**Source text**
Also a fan shroud from a Corrado that I had modified:








The Corrado radiator has the inlet and outlets on the same side as the MKIV do it will make running the hoses a lot easier. I removed the Corrado belt driven secondary fan and with a little cutting and welding on the fan shroud, I was able to mount the relay controlled secondary fan from the MKIV. It is thicker than the Corrado fan, so I had to space it on the one side so it would clear the radiator. I will wire the pigtails from the primary fan and temp sensor into the MKIV harness and it should function just like it did on the GTI:








The great news is that I got a freshly re-built trans with a Peloquin LSD in it. Unfortunately my flanges aren't fitting on it for some reason. These are how they look when they are torqued all of the way down:
















I tipped it up to see if they would seal and fluid poured out. I tried putting in the old flanges and the same thing happened. Does anybody have any ideas about this? These flanges were in the trans that I swapped for the new one and I installed the flanges that were on this trans onto my old one.



_Modified by Batrugger at 8:33 PM 5-3-2010_


----------



## Batrugger (Jun 17, 2005)

I swapped transmissions and took it into the polisher and was quoted $425 to polish the whole thing. Not a bad price, but it was too far out of what I could afford, so I decided to just go ahead and get it together. I did have him polish the starter. I also got my Eurojet turbo inlet pipe and diverter valve. When I went to pick up the starter, I brought in the diverter valve and he polished it while I waited. I came home and got those installed. Finally the engine is together and ready to go in:




























I had to notch the front crossmember to allow the SAI pump to fit, but my fabricator said it was good and he would reinforce it for me. Here it is finally siting in the bay for a test fit:





































I really needed to get this engine in, because I was getting frustrated and losing focus. I still need to pull it out again to reinforce the front cross member and torque it all to spec. I got some welding cable to move the battery to the rear. I have also moved the fuse box on top of the battery inside the car. Unfortunately the DIY for relocating the MKIV battery that I was using was lost after the vVortex move so I am going to be winging it to finish it up. I have to leave town for two weeks to attend a school for work. I will get back and have a week to get this together to drive to Wuste. At this point it is not looking like I have enough time, but I am going to do my best to make it there.


----------



## Batrugger (Jun 17, 2005)

More pics:


----------



## AzDubbin1.8t (Apr 20, 2007)

Wow amazing post.!!!!! I've read it inch by inch and now I want to ditch my 16V and swap a 20V. Mainly cus I have a CIS and have on going issues with that freakig engine...!!! amazing build tho I'm jelous for sure


----------



## bigdaddyvwmk3 (Apr 23, 2010)

really good post dude....amgagin how to and pics.....i will garentee that you changed alot of peoples minds about what they are going to do with there projects.....i always wanted to do this swap into a mk3 golf 4 door.......but sadly i am already almost done rebuilding my 2.0.......i plan on doing this swap some time in the near future........i will deffinatly be savin this thread......GREAT post dude


----------



## Batrugger (Jun 17, 2005)

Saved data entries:
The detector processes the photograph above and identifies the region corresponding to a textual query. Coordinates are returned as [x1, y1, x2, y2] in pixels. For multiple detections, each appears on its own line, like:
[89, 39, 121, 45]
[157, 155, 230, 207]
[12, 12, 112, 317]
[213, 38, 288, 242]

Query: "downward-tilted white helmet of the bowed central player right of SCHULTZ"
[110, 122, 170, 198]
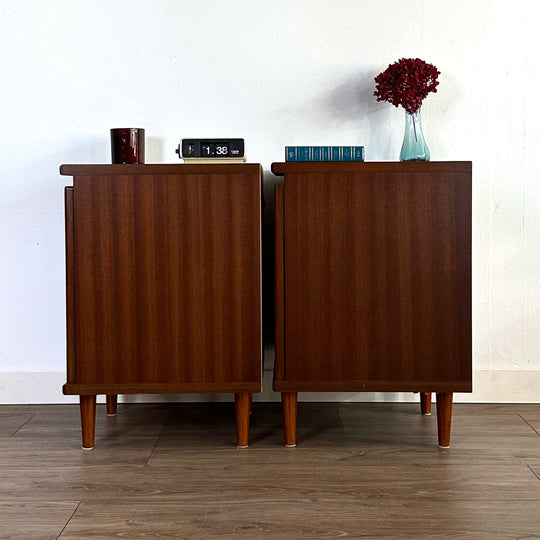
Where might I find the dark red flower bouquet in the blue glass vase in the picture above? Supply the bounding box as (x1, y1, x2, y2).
(373, 58, 441, 114)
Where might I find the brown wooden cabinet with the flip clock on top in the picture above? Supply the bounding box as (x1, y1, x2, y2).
(60, 164, 262, 448)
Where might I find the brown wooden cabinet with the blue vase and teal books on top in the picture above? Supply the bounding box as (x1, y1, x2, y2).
(272, 162, 472, 447)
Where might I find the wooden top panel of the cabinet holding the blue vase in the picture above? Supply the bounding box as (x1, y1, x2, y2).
(272, 161, 472, 176)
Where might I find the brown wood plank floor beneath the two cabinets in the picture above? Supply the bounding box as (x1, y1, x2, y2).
(0, 403, 540, 540)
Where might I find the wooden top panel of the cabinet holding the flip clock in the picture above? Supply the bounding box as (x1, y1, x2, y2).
(60, 163, 262, 176)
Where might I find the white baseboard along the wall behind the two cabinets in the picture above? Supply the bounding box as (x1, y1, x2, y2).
(0, 370, 540, 405)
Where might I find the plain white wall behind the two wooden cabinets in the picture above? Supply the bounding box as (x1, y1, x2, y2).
(0, 0, 540, 403)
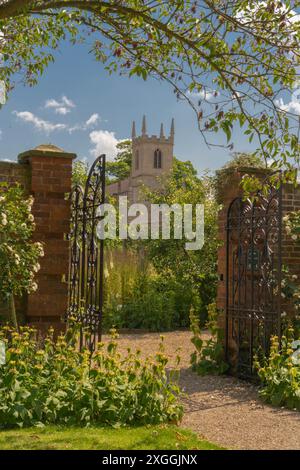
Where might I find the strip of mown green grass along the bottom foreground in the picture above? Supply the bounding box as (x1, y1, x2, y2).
(0, 425, 220, 450)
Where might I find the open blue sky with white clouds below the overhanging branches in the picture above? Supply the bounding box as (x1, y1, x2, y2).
(0, 40, 258, 172)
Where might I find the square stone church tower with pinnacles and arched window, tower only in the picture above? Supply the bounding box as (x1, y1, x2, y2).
(131, 116, 175, 182)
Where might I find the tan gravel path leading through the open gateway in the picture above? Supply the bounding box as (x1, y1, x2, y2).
(104, 331, 300, 450)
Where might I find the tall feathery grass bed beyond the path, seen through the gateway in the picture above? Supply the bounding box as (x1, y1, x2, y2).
(104, 248, 192, 331)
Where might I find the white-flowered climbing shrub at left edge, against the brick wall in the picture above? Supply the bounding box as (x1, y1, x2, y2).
(0, 183, 44, 323)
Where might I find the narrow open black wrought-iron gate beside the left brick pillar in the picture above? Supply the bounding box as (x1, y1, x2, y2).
(67, 155, 105, 350)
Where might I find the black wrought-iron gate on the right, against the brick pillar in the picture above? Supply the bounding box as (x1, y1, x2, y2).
(226, 182, 282, 378)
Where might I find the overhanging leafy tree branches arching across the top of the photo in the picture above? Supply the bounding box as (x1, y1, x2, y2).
(0, 0, 300, 176)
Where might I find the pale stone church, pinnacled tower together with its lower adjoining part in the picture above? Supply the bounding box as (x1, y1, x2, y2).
(107, 116, 175, 203)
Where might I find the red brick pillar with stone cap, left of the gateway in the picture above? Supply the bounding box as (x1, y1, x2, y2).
(18, 145, 76, 330)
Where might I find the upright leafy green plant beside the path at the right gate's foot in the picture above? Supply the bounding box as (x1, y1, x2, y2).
(190, 304, 228, 375)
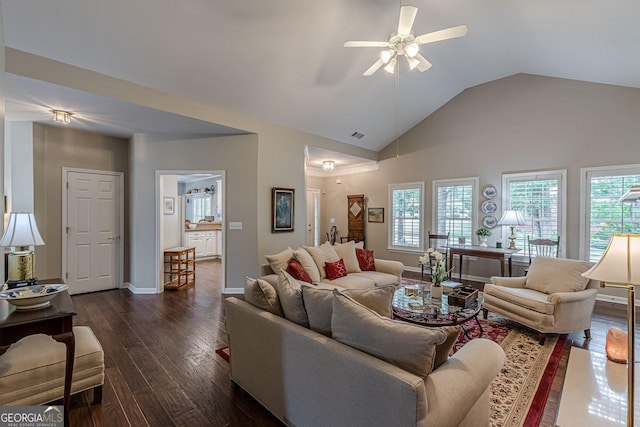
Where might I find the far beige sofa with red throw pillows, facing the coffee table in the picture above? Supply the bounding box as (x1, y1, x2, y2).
(261, 241, 404, 289)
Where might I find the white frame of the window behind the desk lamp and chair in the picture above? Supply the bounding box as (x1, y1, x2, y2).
(500, 169, 567, 262)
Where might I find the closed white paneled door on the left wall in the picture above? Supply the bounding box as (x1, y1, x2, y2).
(63, 170, 122, 294)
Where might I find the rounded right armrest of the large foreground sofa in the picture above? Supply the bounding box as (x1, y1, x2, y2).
(425, 338, 506, 426)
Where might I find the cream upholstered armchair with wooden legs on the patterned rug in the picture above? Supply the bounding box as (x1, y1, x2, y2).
(483, 257, 598, 344)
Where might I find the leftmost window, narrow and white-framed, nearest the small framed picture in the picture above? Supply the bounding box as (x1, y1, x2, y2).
(389, 182, 424, 251)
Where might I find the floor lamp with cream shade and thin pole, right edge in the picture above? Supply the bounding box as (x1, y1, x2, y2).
(582, 234, 640, 426)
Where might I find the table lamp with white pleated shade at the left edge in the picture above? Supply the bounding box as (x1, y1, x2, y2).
(0, 212, 44, 287)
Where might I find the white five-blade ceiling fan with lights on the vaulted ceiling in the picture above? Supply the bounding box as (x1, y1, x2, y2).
(344, 6, 467, 76)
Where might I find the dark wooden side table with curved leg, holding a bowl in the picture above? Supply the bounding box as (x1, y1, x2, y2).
(0, 279, 76, 427)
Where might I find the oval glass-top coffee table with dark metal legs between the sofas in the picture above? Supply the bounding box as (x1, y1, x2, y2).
(392, 286, 484, 339)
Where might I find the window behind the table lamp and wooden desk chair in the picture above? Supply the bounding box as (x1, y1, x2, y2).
(502, 170, 567, 257)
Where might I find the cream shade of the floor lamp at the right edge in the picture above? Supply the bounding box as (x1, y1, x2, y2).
(582, 234, 640, 285)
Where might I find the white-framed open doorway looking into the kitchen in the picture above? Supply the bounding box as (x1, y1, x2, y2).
(156, 170, 226, 293)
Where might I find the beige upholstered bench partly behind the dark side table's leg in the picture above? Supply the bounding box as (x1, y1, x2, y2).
(0, 326, 104, 406)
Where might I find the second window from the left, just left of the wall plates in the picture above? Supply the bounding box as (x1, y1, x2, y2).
(432, 178, 478, 244)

**Problem 1**
Answer these questions about the build thread:
(a) What was the quote for polishing the whole thing?
(b) What did the writer notch so the SAI pump would fit?
(c) Which car did the relay-controlled secondary fan mounted on the Corrado shroud come from?
**Problem 2**
Please rewrite everything in the build thread from "Wow amazing post.!!!!!" down to "(Apr 23, 2010)", replacing "16V" with "8V".

**Answer 1**
(a) $425
(b) The front crossmember
(c) The MKIV

**Answer 2**
Wow amazing post.!!!!! I've read it inch by inch and now I want to ditch my 8V and swap a 20V. Mainly cus I have a CIS and have on going issues with that freakig engine...!!! amazing build tho I'm jelous for sure


----------



## bigdaddyvwmk3 (Apr 23, 2010)